- _ИСХОДНЫЙ ТЕКСТ_:
-----
А мать, хлопнувшая свою дочку при всех по щечке вправе исполнять роль уже осаженной реальной жизнью бабы, муж шпалоукладчик которой не выполнил ни одной ее мечты, кроме дочки. Она мстит своим близким собой. Самодовольная упитанная образина еще молодой особи переродилась в большое животное, с набором простых кнопок для удовлетворения животных потребностей – поесть, размножиться, поспать и крутиться вместе с этим земным шаром без цели, смысла и радости. Словно только инстинкты самосохранения вида присутствуют в таких людях, гонящих их на пастбище за пропитанием.

Все молодцы. Молчу. Отворачиваюсь в другую сторону.

Послеобеденный сон и жар как положено в больницах и поездах потянулись по телу железного чудища.

Лежа навзничь, не видишь облаков, разных тучек, игры света, не видно ничего, ни телефонного кабеля, ни провода электро передач, ни крыла птицы. Если  не верить стуку колес и подрагиванию составов, то можно вполне решить, что на одной из станций злой маляр закрасил окно серогрязной эмалью и капли нечистой воды, на скорости разбившиеся и  застывающие снаружи недвижимы и отпечатались на замурованной плоскости.
-----
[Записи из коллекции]

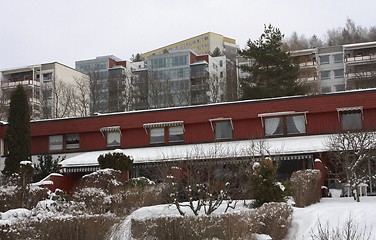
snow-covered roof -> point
(231, 149)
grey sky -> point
(41, 31)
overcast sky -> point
(41, 31)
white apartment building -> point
(38, 81)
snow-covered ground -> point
(332, 212)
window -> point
(325, 75)
(157, 131)
(327, 89)
(156, 135)
(350, 118)
(113, 139)
(72, 141)
(222, 128)
(338, 58)
(324, 59)
(47, 77)
(176, 134)
(338, 73)
(113, 135)
(56, 142)
(340, 87)
(276, 125)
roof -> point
(231, 149)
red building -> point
(292, 129)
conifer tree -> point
(272, 72)
(17, 136)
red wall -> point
(322, 118)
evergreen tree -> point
(263, 184)
(272, 73)
(17, 136)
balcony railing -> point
(360, 75)
(360, 58)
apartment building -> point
(200, 44)
(338, 68)
(293, 129)
(360, 65)
(111, 85)
(182, 78)
(39, 84)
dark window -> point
(351, 120)
(156, 135)
(324, 59)
(56, 142)
(176, 134)
(113, 138)
(285, 125)
(222, 130)
(72, 141)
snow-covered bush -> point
(140, 182)
(263, 184)
(274, 219)
(12, 195)
(306, 188)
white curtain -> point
(113, 139)
(299, 122)
(271, 125)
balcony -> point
(361, 58)
(25, 83)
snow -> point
(26, 163)
(288, 145)
(332, 212)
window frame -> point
(167, 136)
(284, 123)
(350, 110)
(215, 121)
(60, 145)
(72, 146)
(108, 131)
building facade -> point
(202, 44)
(111, 85)
(292, 130)
(338, 68)
(40, 83)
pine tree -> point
(17, 136)
(272, 73)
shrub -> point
(140, 182)
(263, 184)
(273, 219)
(115, 160)
(305, 186)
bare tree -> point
(82, 96)
(351, 155)
(295, 42)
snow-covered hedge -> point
(273, 219)
(306, 188)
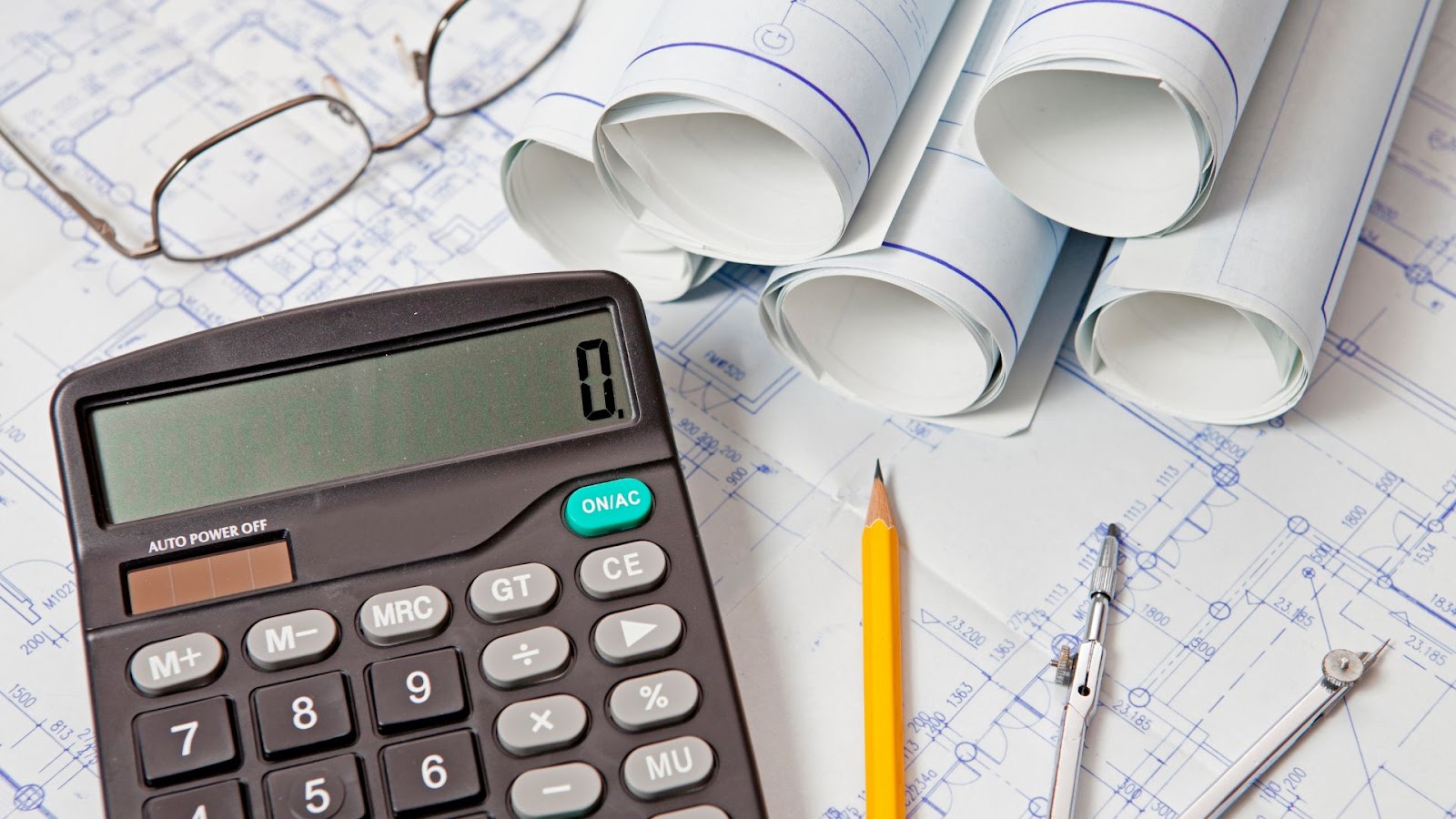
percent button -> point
(655, 700)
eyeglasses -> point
(264, 177)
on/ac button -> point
(612, 506)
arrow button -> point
(632, 632)
(638, 634)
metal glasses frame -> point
(421, 63)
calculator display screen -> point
(399, 409)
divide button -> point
(612, 506)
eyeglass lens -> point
(261, 181)
(490, 46)
(280, 171)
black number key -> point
(433, 773)
(223, 800)
(417, 690)
(186, 739)
(327, 789)
(303, 714)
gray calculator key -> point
(560, 792)
(514, 592)
(526, 656)
(654, 700)
(179, 663)
(695, 812)
(538, 726)
(638, 634)
(622, 570)
(291, 640)
(664, 768)
(404, 615)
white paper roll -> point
(749, 130)
(932, 322)
(1114, 116)
(548, 178)
(1222, 321)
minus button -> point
(561, 790)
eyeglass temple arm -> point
(96, 223)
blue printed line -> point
(1385, 124)
(1016, 337)
(1215, 46)
(568, 95)
(785, 69)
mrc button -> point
(612, 506)
(404, 615)
(191, 661)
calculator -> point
(419, 552)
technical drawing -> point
(1247, 548)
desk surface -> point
(1249, 551)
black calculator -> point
(420, 552)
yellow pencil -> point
(885, 723)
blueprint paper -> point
(932, 321)
(1222, 319)
(750, 131)
(1114, 116)
(550, 181)
(1251, 550)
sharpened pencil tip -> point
(878, 500)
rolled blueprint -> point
(1220, 321)
(749, 130)
(548, 178)
(1114, 116)
(931, 322)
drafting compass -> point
(1082, 675)
(1340, 671)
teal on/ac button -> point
(608, 508)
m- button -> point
(290, 640)
(191, 661)
(404, 615)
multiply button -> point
(191, 661)
(608, 508)
(538, 726)
(664, 768)
(186, 739)
(291, 640)
(419, 690)
(560, 792)
(526, 656)
(626, 569)
(638, 634)
(511, 593)
(652, 702)
(404, 615)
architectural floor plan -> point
(1251, 551)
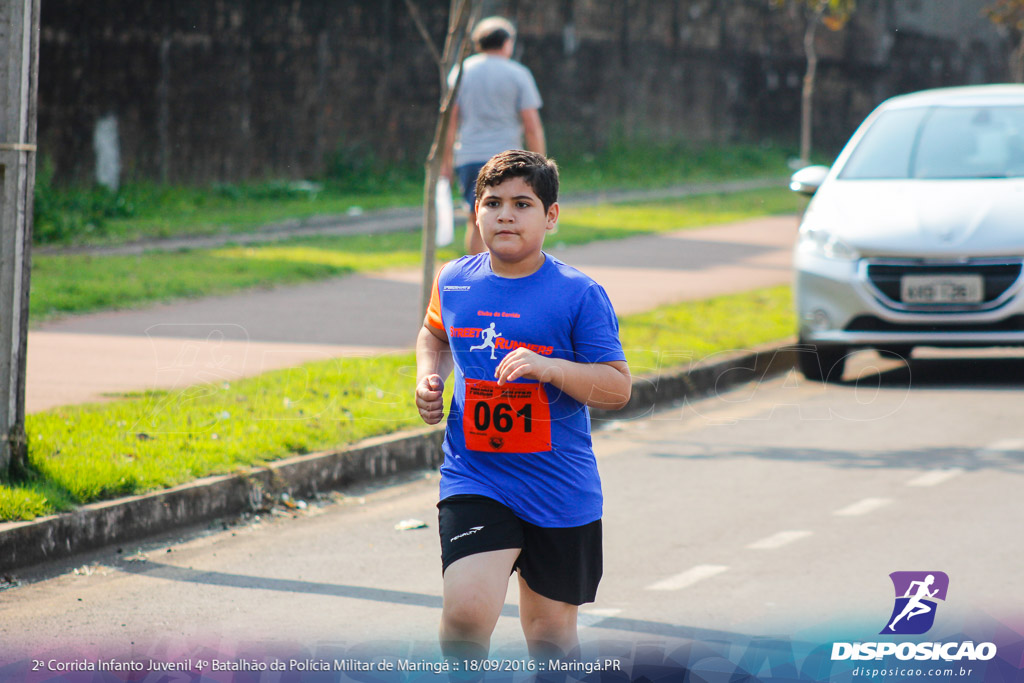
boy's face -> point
(513, 221)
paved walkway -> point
(88, 357)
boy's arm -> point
(433, 364)
(603, 385)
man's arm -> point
(603, 385)
(532, 131)
(433, 364)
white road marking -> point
(592, 617)
(688, 578)
(999, 449)
(778, 540)
(862, 507)
(935, 477)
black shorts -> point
(563, 564)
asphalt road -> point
(775, 510)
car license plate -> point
(941, 289)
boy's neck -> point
(516, 269)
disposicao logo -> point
(916, 593)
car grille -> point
(998, 276)
(872, 324)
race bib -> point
(511, 418)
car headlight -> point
(824, 244)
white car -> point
(914, 237)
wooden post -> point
(18, 79)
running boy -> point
(532, 342)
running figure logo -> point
(916, 593)
(489, 336)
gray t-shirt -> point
(493, 92)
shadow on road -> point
(188, 575)
(996, 374)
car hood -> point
(923, 218)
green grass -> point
(158, 439)
(354, 180)
(83, 283)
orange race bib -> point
(511, 418)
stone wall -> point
(225, 90)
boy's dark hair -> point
(537, 171)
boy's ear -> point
(552, 218)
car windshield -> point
(941, 142)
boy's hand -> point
(429, 398)
(523, 364)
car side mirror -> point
(807, 180)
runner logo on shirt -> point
(488, 335)
(495, 341)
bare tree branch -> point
(422, 28)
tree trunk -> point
(807, 94)
(461, 18)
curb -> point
(396, 219)
(97, 525)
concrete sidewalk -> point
(91, 357)
(220, 339)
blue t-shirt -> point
(525, 444)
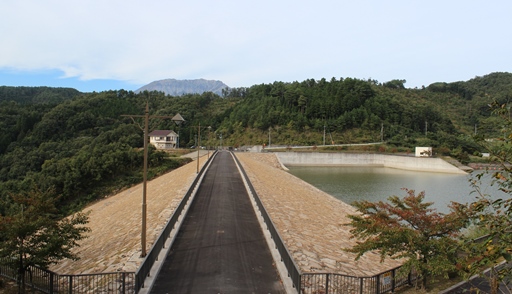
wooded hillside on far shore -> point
(79, 144)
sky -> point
(98, 45)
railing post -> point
(70, 290)
(51, 283)
(124, 283)
(393, 275)
(326, 283)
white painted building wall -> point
(427, 164)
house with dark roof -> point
(163, 139)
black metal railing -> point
(46, 281)
(384, 282)
(325, 283)
(152, 256)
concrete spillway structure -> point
(427, 164)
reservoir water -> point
(378, 183)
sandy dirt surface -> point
(114, 244)
(310, 222)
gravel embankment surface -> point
(310, 221)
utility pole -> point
(382, 132)
(198, 143)
(324, 135)
(178, 120)
(269, 137)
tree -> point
(493, 215)
(408, 229)
(31, 233)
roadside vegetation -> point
(473, 238)
(78, 147)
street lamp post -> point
(178, 119)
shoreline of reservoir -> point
(426, 164)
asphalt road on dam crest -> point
(220, 247)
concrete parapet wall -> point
(427, 164)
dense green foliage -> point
(82, 146)
(33, 234)
(408, 229)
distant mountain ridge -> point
(175, 87)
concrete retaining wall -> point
(427, 164)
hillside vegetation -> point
(80, 145)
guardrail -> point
(128, 282)
(314, 283)
(46, 281)
(159, 244)
(384, 282)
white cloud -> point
(249, 43)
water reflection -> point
(378, 183)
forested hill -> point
(27, 95)
(180, 87)
(84, 142)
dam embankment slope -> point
(427, 164)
-----
- _ЗАДАНИЯ_:
- A) Извлеките исходный текст целиком, не меняя в нем ни слова.
- B) Выберите из перечня все строки, где встречается слово «dark», и перепишите их.

- _ОТВЕТЫ К ЗАДАНИЯМ_:
- A)
А мать, хлопнувшая свою дочку при всех по щечке вправе исполнять роль уже осаженной реальной жизнью бабы, муж шпалоукладчик которой не выполнил ни одной ее мечты, кроме дочки. Она мстит своим близким собой. Самодовольная упитанная образина еще молодой особи переродилась в большое животное, с набором простых кнопок для удовлетворения животных потребностей – поесть, размножиться, поспать и крутиться вместе с этим земным шаром без цели, смысла и радости. Словно только инстинкты самосохранения вида присутствуют в таких людях, гонящих их на пастбище за пропитанием.

Все молодцы. Молчу. Отворачиваюсь в другую сторону.

Послеобеденный сон и жар как положено в больницах и поездах потянулись по телу железного чудища.

Лежа навзничь, не видишь облаков, разных тучек, игры света, не видно ничего, ни телефонного кабеля, ни провода электро передач, ни крыла птицы. Если  не верить стуку колес и подрагиванию составов, то можно вполне решить, что на одной из станций злой маляр закрасил окно серогрязной эмалью и капли нечистой воды, на скорости разбившиеся и  застывающие снаружи недвижимы и отпечатались на замурованной плоскости.

- B)
dark window -> point
boy's dark hair -> point
house with dark roof -> point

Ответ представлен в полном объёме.